====== Document excerpt ======

Transcription: جيران الوطن كلهم أفاعي علي أتامروا فرهدوا كاعي كل العالم يشوف بكاعي الطامع يحوف يحسين انت رايه الحق هداية

Translation: All of neighbors of the homeland are snakes Against me they conspire to steal my land The whole world sees The thieves which roam my land

Oh Hussein you are the banner The true guide

الوطن can be translated in a variety of ways, although most people I talked to believed it to refer to Iraq-the-nation-state as a whole. If we take this as true, two things follow:

  • The chanters take the nation-state system as normative (that is, they are not haggling over the existance of Iraq)
  • The chanters believe that they represent Iraq

The usage of جيران is also interesting, since it could plausibly refer to Turkey/Iran/etc. If read to mean Turkey, this would be read on the Sunni/Shia axis. If read as Iran, this would be read as a Karbalaei independence from Iran axis, or intra-Shia split.

I think reading it from this angle occuldes the actual meaning of the radat. The desire to map the radat onto our preconcieved splits is easy, but national cleavages are not local ones. Kalvays warns us of this type of analysis in civil wars by telling us that master-narratives are accorded too much significance, and actions in civil wars are not necessarily political, but instead do not always reflect deep ideological polarization. In fact:

It is the convergence between local motives and supralocal that endows civil war with its intimate character and leads to joint violence that straddles the divide betwen the political and the private, the collective and the individual.3

In a similar way, I think there’s the impetus to ascribe these narratives to local movements. The framing of the recent Sadrist protests as anti-Iran is redicious for similar reasons, Sadrists took to the streets not to protest Iran, but to protest for better conditions. Similarly, Muqatada Sadr himself is not anti-Iran, he is just as close to it as any other Shia leader in Iraq.

======

• Goal 1: Using the chant commentary, explain in one to three sentences why the author rejects framing the recent Sadrist protests as anti-Iran.
• Goal 2: Continue the chant commentary from its last sentence.

====== Record extracts ======

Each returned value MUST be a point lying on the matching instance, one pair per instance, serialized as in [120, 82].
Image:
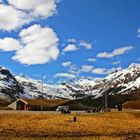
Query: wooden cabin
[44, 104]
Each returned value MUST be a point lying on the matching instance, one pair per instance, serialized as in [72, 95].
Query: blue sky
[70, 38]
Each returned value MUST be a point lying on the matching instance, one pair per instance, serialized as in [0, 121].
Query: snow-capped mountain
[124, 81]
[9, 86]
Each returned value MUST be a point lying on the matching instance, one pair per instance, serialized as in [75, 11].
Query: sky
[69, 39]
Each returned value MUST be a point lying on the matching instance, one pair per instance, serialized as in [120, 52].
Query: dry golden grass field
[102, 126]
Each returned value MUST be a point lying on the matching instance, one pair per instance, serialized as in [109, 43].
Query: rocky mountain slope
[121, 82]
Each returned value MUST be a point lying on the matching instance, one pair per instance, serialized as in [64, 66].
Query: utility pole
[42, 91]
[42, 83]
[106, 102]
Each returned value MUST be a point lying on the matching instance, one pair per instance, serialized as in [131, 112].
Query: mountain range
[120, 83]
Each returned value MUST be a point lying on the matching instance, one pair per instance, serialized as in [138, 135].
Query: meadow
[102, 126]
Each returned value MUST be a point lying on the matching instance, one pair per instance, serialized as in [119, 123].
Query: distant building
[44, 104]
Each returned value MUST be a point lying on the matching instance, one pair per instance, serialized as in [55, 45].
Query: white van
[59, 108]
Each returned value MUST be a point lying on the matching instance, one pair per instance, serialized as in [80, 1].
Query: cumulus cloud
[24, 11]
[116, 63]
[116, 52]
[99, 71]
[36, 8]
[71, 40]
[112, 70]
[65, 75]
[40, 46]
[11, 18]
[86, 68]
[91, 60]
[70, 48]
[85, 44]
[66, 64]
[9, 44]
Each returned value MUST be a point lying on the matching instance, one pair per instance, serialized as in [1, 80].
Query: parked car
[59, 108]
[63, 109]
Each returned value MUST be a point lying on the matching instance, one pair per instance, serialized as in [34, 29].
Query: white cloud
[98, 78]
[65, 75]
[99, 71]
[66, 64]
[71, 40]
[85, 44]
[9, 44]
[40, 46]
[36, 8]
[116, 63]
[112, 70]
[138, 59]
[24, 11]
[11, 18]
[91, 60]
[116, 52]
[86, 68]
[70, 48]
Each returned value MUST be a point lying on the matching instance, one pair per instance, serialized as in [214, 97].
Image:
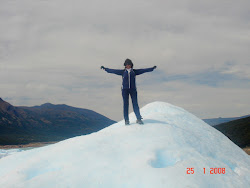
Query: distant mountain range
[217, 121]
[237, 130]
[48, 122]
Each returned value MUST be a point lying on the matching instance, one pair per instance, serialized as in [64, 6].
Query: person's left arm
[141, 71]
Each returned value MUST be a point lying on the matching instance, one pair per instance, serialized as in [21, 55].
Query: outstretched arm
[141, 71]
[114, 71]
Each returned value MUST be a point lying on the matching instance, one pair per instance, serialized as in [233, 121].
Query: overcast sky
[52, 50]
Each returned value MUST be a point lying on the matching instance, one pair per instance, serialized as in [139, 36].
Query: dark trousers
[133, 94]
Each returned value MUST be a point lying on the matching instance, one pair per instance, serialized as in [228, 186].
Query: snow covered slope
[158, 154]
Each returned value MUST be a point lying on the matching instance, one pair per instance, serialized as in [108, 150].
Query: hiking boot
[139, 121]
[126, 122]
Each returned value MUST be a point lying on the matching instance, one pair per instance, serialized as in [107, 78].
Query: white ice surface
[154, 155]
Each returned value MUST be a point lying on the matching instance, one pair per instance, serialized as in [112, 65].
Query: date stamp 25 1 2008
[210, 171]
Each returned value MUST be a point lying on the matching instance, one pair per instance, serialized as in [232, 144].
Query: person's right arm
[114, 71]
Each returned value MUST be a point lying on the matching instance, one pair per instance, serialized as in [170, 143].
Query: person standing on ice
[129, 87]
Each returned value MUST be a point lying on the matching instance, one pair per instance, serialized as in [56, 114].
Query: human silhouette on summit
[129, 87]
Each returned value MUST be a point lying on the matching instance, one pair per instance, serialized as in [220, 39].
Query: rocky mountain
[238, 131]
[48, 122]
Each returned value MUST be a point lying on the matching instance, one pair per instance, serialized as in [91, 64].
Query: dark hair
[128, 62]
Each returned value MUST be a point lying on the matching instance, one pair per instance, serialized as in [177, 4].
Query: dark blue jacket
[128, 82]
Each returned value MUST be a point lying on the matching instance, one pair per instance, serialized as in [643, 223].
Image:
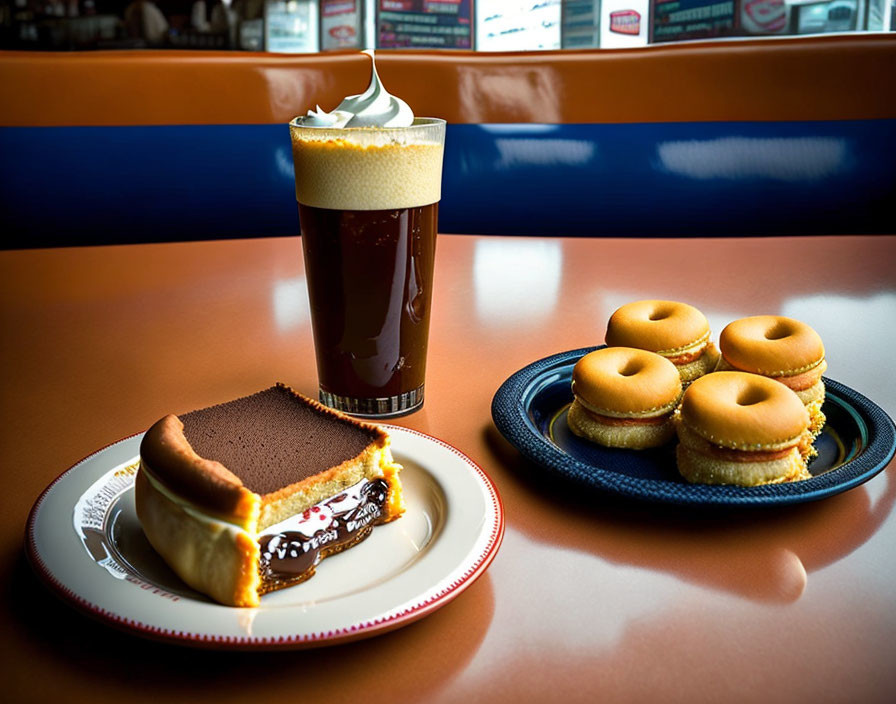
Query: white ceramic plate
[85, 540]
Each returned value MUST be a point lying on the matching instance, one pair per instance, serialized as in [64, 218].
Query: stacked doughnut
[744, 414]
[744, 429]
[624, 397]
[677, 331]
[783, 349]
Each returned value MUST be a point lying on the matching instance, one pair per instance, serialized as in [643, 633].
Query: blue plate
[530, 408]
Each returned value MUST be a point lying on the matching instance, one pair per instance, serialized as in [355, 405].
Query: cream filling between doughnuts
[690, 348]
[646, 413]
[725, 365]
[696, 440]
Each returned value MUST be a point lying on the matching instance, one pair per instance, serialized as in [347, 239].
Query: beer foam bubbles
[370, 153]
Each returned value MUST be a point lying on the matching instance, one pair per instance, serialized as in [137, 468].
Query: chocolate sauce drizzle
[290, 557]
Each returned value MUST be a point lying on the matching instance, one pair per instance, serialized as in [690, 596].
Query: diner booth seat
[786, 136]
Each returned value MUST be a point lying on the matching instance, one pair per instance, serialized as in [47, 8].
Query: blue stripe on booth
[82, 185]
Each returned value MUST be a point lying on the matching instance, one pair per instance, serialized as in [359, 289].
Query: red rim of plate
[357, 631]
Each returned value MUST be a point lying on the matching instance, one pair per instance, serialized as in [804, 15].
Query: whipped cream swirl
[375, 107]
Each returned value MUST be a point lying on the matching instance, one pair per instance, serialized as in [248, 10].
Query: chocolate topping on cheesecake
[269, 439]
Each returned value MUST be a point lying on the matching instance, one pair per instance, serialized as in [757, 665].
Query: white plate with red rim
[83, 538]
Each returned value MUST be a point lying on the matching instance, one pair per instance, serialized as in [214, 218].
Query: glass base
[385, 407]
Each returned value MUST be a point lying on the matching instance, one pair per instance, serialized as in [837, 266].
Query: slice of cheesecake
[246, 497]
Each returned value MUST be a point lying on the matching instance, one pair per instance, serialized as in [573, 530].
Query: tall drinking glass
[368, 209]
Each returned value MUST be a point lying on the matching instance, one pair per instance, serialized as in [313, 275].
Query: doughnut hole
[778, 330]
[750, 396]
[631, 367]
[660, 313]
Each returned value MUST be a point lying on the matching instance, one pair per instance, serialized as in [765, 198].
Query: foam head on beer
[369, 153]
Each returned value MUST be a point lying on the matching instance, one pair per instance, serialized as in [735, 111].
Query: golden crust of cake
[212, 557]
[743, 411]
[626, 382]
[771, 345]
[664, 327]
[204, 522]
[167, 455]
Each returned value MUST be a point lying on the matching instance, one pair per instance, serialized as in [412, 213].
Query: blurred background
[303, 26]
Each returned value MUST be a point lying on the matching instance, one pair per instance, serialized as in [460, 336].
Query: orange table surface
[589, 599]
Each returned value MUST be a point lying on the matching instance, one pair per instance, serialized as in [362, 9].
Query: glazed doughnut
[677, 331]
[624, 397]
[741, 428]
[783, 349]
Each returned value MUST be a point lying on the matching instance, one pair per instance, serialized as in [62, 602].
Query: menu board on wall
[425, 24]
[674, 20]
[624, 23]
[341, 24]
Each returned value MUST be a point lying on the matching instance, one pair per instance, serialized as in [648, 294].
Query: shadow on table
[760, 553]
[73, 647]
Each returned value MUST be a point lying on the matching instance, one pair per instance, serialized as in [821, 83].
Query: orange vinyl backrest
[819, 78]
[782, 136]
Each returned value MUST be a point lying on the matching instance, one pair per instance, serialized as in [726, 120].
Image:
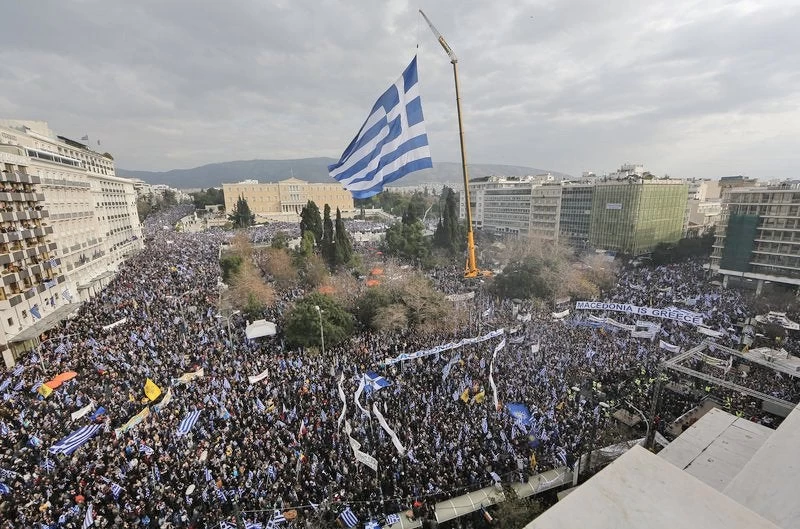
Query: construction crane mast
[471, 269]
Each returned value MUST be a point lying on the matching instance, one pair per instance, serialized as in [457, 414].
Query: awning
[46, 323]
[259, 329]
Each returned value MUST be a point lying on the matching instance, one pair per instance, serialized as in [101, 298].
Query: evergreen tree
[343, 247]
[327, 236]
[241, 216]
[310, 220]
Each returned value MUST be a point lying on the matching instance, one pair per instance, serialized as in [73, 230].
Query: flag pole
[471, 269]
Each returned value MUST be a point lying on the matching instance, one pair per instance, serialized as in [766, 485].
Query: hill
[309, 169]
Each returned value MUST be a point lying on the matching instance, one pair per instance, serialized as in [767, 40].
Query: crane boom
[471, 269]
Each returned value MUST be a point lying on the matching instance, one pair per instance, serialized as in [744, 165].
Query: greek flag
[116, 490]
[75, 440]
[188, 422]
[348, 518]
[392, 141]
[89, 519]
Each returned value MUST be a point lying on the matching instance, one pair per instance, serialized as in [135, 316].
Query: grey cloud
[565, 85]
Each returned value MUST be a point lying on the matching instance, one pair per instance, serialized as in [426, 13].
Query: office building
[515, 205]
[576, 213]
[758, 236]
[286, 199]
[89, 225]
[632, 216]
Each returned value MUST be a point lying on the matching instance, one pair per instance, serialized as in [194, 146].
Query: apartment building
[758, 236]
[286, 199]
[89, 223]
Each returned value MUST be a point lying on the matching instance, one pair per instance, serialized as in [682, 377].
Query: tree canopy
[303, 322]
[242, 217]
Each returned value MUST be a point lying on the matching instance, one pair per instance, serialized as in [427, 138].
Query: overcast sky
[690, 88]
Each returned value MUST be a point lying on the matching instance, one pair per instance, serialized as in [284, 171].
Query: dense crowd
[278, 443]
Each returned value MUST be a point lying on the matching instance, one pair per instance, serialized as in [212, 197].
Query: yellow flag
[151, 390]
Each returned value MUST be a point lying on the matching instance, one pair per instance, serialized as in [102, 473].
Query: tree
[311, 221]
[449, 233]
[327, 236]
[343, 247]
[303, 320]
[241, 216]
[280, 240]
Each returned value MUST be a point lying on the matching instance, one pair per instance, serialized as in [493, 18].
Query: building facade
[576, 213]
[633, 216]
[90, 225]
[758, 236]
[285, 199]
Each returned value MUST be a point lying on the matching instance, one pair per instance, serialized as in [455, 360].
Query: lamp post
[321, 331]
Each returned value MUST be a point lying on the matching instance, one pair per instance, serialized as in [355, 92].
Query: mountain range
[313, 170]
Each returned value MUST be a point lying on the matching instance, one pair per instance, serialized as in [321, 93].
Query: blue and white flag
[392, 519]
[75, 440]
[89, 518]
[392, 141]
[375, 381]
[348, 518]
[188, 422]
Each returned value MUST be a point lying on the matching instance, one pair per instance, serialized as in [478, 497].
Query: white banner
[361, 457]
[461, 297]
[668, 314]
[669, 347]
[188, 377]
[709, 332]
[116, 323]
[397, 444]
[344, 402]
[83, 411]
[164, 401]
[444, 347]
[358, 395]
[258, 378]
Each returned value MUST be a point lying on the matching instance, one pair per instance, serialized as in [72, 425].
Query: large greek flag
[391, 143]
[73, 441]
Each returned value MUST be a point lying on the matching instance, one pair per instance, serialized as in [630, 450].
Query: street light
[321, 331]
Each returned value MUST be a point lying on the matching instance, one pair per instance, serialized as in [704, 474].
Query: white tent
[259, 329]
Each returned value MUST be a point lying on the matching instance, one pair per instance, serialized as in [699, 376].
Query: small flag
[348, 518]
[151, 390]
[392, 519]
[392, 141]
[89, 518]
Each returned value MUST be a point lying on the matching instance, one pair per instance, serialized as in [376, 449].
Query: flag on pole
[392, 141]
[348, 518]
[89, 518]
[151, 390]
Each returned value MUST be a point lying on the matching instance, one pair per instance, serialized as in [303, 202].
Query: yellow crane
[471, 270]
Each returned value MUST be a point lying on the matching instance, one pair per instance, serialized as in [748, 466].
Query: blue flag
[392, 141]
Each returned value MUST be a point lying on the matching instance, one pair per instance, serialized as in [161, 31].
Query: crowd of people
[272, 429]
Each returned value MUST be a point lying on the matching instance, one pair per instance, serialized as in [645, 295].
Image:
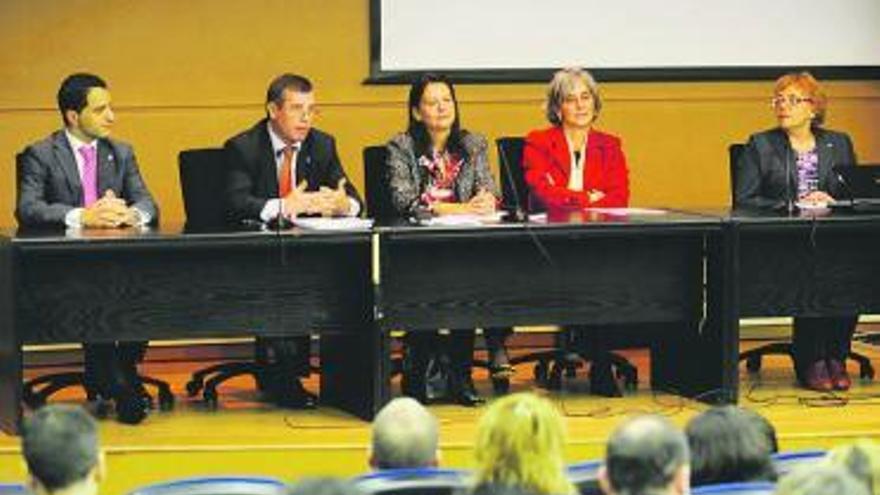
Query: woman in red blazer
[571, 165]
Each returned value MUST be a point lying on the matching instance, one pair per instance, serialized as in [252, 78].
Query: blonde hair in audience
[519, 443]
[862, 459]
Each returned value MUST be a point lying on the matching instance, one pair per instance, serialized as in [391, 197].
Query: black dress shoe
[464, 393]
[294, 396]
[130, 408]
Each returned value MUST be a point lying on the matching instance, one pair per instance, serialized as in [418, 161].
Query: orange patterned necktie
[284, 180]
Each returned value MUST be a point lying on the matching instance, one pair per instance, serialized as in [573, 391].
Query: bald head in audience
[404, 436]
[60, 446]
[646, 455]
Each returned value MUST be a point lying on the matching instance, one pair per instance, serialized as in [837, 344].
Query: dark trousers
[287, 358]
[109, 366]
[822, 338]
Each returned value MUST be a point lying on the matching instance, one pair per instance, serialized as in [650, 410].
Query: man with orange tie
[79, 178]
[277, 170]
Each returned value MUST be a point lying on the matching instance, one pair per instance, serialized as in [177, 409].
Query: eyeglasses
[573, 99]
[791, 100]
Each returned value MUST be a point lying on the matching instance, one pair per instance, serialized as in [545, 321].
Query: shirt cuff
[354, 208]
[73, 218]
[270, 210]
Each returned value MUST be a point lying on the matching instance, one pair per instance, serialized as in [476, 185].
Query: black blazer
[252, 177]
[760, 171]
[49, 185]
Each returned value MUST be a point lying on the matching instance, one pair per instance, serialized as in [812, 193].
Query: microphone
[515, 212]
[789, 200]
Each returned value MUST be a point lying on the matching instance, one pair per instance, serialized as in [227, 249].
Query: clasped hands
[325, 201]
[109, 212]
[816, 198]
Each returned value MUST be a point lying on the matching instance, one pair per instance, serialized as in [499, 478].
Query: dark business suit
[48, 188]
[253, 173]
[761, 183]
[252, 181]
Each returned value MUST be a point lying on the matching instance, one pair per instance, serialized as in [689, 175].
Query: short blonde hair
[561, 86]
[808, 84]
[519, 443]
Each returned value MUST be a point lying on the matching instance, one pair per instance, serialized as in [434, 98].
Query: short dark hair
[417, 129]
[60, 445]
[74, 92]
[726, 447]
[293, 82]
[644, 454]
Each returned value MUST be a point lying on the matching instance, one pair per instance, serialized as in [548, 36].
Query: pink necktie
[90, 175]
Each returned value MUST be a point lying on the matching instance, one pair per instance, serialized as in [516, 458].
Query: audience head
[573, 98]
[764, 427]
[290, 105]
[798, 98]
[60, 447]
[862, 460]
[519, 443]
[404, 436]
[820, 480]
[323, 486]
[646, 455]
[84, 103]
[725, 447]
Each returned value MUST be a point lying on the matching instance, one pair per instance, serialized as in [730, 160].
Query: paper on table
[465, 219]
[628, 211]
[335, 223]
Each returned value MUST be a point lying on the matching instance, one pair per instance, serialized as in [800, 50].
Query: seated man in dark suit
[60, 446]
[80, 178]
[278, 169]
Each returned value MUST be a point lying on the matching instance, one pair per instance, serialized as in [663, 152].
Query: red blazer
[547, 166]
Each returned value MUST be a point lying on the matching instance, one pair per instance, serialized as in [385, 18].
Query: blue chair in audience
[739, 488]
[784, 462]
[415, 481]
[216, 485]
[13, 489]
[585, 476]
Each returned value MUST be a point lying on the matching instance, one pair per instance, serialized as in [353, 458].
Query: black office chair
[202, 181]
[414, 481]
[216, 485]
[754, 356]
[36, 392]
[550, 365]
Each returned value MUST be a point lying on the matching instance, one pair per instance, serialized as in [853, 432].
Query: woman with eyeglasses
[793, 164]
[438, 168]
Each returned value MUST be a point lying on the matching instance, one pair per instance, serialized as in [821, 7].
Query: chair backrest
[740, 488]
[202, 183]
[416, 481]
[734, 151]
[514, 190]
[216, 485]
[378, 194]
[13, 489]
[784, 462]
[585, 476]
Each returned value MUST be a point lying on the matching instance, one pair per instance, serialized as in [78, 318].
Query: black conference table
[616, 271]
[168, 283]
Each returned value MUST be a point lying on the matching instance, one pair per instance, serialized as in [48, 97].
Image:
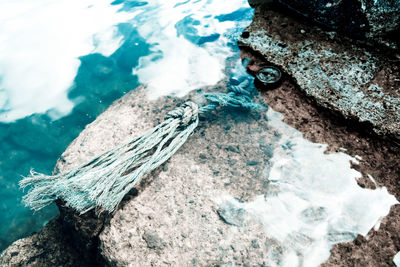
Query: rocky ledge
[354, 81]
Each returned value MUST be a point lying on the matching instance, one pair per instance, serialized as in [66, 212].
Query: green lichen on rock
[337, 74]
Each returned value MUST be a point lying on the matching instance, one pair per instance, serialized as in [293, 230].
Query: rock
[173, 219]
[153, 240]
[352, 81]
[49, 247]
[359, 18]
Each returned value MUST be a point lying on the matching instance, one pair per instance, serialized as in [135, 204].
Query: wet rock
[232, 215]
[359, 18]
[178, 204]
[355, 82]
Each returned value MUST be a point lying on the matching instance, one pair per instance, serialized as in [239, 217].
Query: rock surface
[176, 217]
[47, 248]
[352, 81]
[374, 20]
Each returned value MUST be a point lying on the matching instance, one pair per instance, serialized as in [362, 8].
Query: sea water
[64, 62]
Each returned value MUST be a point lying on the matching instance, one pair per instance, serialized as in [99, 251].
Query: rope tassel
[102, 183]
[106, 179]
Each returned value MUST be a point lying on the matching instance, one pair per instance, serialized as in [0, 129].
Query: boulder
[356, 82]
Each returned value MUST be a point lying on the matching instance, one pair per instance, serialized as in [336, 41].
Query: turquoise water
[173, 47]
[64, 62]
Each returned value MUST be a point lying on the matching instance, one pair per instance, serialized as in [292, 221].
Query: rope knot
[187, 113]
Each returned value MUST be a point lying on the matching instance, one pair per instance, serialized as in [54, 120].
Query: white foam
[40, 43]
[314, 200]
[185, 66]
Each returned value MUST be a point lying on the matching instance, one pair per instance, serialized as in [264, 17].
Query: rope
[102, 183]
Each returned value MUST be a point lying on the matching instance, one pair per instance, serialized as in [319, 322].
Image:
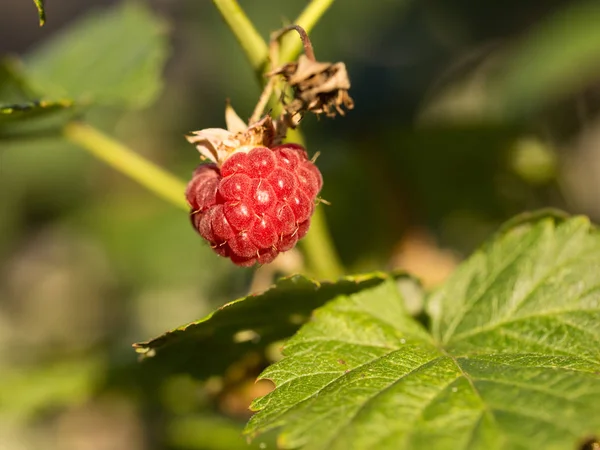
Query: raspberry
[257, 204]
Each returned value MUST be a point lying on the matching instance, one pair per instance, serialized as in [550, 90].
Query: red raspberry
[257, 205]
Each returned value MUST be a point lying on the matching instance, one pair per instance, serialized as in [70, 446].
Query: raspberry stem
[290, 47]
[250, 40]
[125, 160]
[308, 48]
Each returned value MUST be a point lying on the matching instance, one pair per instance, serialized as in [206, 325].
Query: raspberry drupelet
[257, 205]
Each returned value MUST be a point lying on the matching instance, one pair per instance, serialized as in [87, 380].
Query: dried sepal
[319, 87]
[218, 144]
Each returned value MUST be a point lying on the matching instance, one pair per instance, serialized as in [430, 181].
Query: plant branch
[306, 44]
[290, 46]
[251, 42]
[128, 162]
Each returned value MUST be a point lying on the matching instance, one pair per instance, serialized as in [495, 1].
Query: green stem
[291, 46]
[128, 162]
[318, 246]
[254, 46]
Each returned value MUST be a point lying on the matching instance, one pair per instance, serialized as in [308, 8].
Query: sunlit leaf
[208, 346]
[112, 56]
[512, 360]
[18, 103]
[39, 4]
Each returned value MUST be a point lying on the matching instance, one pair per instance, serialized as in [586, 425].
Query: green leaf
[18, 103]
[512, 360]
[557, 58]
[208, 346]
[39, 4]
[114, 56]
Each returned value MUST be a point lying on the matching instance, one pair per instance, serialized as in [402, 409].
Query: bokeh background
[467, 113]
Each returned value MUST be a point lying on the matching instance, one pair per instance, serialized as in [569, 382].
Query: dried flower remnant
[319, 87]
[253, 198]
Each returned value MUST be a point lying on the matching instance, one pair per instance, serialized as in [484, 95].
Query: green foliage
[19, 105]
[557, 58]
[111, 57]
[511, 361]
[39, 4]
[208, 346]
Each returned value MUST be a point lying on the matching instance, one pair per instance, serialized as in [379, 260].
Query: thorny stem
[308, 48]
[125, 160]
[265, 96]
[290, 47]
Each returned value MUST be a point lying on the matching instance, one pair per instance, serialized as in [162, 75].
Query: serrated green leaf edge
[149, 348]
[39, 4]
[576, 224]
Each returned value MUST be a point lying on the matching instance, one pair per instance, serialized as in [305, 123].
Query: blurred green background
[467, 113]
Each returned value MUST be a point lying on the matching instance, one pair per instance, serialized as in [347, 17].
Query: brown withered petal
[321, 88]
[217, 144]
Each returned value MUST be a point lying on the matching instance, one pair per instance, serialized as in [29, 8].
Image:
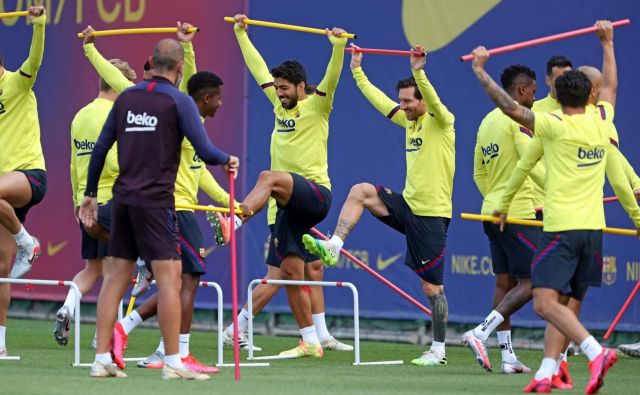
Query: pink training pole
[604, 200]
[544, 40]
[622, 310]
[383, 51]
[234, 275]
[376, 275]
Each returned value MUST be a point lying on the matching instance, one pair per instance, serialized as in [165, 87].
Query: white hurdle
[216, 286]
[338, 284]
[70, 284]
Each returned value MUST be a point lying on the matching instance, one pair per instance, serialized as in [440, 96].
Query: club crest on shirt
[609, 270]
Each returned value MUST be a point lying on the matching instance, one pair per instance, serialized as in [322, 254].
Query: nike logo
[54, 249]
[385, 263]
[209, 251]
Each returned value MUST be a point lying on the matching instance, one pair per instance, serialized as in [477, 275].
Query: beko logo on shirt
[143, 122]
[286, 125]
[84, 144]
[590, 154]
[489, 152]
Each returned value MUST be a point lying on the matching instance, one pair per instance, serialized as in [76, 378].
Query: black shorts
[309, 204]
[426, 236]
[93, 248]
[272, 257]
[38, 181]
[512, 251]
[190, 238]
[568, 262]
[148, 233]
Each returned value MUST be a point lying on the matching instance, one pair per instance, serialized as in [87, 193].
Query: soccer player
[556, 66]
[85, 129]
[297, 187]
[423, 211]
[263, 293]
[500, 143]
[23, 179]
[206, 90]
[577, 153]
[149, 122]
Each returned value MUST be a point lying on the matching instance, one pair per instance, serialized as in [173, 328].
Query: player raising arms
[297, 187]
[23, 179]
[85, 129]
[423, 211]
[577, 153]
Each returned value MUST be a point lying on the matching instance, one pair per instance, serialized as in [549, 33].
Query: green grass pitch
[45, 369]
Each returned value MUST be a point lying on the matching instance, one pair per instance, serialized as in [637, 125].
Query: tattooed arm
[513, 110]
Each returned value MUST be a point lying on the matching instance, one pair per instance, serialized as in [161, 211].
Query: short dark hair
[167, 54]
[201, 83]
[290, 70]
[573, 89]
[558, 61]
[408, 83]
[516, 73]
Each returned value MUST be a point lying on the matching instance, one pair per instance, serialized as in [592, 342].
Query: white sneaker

======

• Reply 1: The author says the Sadrists went into the streets to demand better conditions, not to protest Iran. The author adds that Muqatada Sadr himself is not anti-Iran and is as close to Iran as any other Shia leader in Iraq.

• Reply 2:
Karbala and Karbalaeis themselves have a complicated relationship with Iran. On one side, Karbala recieves money from Iran and Iranian pilgrims, which can be seen as a source of Iranian influence. However, another framing could be that Karbala is extractive, using its perch as a shrine city to extract resources from Iran. The relationship is ambigious, neither transaction nor ideological, meaning that the pro/anti Iran framing cannot be easily mapped here.

If we reject the master-narrative of sectarianism here, how else can we look at this radat? One framing is the narrative of universalism: the usage of watan and “the whole world sees” is a claim to that Imam Hussein is for all Iraqis. The master-narrative is to see the Shia as yet another partisan on the sectarian scale, with all three groups vying for resources and themselves. However, if we approach it from the logic of universalism, the Shia here do believe that they represent a particular Iraqi future, a different analysis opens. In the same way the UN espouses a human-rights based form of universalism, the Shia of mowkeb Abbasiyya are laying claim to a specific brand of nationalism. This framing is provides an escape hatch from wondering why people do not act on purely sectarian lines, and also properly accounts for Karbala’s complicated relationship.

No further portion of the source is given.